*** DATA SHOWN ***
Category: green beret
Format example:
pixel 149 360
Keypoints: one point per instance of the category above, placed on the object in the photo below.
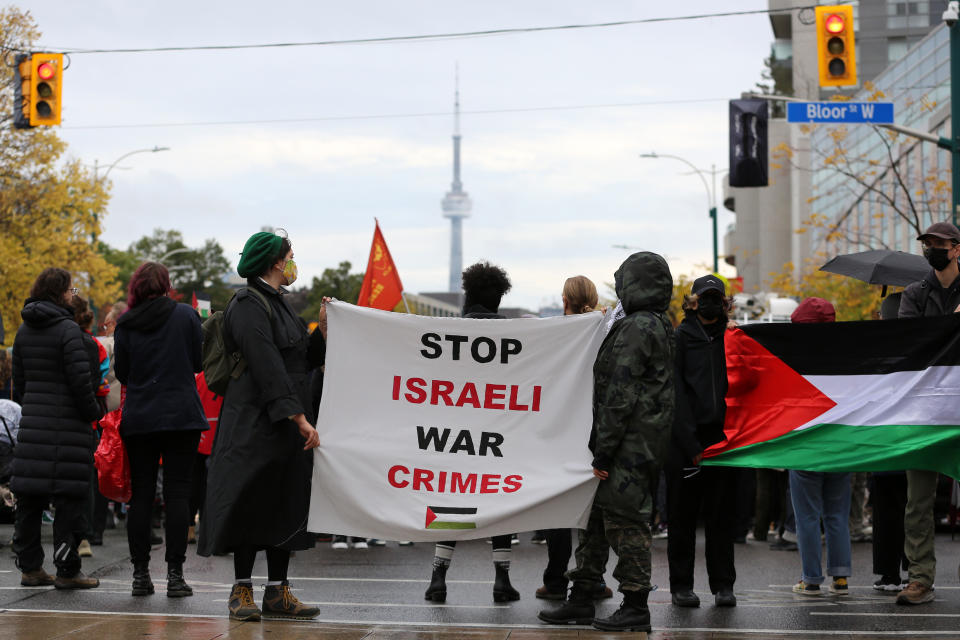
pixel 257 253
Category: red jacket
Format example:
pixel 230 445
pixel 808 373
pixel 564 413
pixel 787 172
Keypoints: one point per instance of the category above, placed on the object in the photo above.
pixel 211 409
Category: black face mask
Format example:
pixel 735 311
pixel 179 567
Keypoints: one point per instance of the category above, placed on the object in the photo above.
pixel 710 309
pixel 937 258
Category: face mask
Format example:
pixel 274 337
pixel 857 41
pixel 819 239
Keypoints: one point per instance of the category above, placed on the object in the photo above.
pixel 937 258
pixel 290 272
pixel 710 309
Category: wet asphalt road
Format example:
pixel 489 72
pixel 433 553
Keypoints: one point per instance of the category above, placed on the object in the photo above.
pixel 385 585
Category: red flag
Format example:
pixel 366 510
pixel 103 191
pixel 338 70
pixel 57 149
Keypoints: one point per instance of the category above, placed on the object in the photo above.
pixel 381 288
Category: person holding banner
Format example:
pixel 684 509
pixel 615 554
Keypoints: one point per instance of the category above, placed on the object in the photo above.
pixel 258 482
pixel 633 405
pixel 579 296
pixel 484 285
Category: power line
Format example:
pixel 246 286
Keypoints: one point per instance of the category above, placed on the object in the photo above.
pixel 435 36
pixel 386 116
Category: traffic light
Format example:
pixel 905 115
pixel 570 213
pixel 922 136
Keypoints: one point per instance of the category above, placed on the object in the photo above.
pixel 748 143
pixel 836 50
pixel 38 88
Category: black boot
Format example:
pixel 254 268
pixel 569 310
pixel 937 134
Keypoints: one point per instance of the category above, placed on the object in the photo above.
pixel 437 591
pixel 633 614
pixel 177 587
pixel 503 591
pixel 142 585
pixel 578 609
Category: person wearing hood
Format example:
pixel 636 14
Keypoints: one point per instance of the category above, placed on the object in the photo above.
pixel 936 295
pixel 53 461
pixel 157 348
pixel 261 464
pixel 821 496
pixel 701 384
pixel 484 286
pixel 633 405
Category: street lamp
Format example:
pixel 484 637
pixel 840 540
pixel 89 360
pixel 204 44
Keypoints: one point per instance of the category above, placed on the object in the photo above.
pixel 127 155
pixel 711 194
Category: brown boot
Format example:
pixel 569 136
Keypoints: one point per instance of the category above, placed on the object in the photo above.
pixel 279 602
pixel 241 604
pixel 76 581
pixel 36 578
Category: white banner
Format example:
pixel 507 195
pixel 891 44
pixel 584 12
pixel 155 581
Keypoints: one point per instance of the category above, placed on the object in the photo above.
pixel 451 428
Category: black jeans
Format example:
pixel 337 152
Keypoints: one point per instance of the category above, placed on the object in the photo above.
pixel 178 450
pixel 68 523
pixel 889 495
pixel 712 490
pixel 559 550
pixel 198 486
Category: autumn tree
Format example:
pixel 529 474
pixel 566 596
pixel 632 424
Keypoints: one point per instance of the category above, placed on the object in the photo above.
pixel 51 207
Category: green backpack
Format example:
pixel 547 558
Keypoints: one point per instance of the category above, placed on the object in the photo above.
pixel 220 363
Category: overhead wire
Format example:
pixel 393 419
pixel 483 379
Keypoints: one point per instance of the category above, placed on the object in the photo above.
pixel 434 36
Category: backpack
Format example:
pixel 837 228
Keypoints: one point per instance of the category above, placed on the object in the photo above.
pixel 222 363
*** End of DATA SHOWN ***
(ASSIGNMENT):
A verbatim transcription is needed of the lines above, starting at the line with "pixel 564 413" and ending at the line with "pixel 57 149", both included, and of nothing else.

(ANSWER BOX):
pixel 564 413
pixel 787 172
Keypoints: one point per instance of the category above, placed on the object in the photo above.
pixel 211 409
Category: black face mask
Format example:
pixel 735 311
pixel 179 567
Keypoints: one point per instance of the category above, placed on the object in the photo above.
pixel 710 309
pixel 937 258
Category: face mask
Format example:
pixel 274 337
pixel 857 41
pixel 819 239
Keypoints: one point per instance of the category above, placed on the object in the photo above.
pixel 937 258
pixel 290 272
pixel 710 309
Category: wet asphalt road
Format example:
pixel 489 72
pixel 433 553
Keypoints: one point per instance of the category above, placed on the object in the photo above.
pixel 385 585
Category: red flag
Format example:
pixel 366 510
pixel 103 191
pixel 338 70
pixel 57 149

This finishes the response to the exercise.